- Work instructions:
Show every line of the material below that contains the string "rear", copying each one in full.

- Excerpted records:
[Start]

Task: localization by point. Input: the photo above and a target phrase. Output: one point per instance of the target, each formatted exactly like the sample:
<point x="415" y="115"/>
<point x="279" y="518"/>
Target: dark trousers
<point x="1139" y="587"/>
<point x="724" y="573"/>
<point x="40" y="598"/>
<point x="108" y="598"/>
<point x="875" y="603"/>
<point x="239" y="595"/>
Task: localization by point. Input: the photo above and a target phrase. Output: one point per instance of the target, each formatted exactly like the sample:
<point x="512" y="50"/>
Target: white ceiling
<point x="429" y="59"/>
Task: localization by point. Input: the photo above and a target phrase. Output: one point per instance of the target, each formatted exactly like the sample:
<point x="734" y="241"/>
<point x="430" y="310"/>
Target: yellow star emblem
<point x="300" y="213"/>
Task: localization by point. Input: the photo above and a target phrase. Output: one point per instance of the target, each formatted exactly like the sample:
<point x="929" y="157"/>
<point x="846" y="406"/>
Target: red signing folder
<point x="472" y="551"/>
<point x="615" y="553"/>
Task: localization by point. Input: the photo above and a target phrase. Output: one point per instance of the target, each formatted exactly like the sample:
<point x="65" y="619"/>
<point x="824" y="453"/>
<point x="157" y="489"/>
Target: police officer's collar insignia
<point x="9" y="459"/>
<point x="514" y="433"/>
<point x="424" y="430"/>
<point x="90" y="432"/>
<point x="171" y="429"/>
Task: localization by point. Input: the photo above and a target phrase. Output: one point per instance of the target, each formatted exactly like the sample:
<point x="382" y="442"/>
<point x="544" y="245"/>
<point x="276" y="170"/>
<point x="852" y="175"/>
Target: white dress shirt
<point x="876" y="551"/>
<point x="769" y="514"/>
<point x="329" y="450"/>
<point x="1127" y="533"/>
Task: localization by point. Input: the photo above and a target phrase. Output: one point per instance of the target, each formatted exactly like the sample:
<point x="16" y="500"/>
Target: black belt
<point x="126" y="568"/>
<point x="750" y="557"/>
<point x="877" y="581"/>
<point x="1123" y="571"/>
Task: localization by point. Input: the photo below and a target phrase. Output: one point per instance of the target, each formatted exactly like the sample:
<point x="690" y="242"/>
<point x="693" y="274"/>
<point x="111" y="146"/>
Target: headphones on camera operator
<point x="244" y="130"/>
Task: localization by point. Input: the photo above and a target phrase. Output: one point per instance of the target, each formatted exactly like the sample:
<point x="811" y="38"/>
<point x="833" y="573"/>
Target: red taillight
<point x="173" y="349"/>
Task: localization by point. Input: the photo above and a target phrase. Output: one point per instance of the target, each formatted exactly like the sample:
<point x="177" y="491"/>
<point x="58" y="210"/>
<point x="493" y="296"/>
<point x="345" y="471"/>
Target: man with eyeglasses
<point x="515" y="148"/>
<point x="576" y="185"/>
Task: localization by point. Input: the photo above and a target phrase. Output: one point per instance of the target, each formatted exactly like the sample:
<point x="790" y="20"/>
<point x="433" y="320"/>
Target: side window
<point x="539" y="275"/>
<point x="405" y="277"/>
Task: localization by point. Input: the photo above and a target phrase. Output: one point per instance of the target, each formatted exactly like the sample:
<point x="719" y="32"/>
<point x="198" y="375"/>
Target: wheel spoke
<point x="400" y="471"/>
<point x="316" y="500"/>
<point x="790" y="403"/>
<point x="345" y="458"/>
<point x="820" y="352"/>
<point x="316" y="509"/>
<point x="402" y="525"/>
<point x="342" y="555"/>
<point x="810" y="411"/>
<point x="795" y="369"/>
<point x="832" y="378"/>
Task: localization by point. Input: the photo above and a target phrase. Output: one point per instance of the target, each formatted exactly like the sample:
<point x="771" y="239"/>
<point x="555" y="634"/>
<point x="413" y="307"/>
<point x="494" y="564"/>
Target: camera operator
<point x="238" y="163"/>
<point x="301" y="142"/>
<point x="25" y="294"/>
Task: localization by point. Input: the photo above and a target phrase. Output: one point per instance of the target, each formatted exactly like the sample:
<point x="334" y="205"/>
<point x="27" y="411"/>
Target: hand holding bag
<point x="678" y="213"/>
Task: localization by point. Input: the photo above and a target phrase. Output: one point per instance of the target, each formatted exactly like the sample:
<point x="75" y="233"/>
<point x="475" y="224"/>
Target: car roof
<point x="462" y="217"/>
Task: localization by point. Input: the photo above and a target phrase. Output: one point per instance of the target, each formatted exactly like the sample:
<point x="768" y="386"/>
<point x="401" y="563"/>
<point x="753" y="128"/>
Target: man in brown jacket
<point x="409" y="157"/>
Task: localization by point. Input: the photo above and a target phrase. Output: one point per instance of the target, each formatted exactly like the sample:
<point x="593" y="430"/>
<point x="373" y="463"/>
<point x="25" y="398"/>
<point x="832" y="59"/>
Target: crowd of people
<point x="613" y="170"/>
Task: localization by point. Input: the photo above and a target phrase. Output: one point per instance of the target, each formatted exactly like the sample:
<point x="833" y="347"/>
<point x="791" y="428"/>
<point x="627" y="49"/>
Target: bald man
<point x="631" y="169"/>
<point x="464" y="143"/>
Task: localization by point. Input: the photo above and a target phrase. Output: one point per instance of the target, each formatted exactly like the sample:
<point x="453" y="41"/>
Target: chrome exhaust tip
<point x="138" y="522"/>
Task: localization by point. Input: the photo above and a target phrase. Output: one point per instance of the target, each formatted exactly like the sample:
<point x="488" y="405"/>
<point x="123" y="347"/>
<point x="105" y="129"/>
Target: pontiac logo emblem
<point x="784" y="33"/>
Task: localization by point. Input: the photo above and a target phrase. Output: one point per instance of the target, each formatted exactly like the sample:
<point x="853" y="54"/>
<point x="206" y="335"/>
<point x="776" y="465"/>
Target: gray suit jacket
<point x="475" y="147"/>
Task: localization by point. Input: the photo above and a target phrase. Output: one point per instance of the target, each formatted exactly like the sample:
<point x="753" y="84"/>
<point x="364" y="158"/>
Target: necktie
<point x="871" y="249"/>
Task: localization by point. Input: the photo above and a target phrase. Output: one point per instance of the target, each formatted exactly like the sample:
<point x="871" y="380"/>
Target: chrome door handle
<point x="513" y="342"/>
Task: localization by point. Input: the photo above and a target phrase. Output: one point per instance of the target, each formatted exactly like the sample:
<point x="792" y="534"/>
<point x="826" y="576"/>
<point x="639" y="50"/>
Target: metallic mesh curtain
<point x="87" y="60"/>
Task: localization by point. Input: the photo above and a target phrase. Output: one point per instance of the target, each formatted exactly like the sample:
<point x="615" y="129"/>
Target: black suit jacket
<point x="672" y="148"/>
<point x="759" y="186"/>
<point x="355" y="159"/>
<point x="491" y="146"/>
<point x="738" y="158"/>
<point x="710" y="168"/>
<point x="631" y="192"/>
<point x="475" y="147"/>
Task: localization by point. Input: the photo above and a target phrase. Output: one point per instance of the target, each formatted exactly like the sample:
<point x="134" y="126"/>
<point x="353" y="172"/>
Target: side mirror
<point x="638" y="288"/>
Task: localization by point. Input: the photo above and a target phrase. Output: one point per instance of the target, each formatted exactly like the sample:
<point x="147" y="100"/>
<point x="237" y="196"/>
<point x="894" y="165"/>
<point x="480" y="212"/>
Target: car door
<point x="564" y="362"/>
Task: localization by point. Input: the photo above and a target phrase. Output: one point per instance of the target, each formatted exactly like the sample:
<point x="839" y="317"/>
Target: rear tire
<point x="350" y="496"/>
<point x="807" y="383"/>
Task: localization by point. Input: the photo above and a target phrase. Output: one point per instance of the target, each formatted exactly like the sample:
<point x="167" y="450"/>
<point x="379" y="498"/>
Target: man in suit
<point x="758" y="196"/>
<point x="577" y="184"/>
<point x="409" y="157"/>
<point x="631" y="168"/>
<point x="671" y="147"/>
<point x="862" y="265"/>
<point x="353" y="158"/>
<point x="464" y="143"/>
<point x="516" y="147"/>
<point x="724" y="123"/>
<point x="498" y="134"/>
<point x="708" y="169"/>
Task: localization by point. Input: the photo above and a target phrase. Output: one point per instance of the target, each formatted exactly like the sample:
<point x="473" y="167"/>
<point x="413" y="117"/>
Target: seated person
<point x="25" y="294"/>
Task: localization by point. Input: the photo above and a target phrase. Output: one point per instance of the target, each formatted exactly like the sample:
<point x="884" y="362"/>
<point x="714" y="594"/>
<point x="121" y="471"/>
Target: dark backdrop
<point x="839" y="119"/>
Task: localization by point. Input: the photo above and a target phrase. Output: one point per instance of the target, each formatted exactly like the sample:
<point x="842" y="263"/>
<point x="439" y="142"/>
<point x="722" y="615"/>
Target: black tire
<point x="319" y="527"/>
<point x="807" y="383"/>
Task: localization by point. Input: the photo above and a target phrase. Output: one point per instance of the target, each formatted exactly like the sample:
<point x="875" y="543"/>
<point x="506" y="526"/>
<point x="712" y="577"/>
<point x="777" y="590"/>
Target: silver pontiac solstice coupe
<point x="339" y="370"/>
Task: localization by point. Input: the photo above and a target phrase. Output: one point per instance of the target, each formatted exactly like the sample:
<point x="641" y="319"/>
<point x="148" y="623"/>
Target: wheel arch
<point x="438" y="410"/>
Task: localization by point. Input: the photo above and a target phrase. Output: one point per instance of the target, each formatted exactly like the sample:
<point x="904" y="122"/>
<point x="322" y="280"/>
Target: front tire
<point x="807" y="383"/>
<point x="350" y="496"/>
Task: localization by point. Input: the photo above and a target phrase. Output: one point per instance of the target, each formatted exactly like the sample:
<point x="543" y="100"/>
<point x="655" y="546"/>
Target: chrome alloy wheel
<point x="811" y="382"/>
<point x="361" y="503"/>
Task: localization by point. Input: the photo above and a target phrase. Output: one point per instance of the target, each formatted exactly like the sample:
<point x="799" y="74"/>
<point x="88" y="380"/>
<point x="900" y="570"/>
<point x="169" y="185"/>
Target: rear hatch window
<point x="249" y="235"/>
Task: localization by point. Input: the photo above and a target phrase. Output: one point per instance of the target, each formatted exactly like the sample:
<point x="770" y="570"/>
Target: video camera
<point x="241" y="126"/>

[End]

- Written solution:
Target: rear tire
Target: rear hatch window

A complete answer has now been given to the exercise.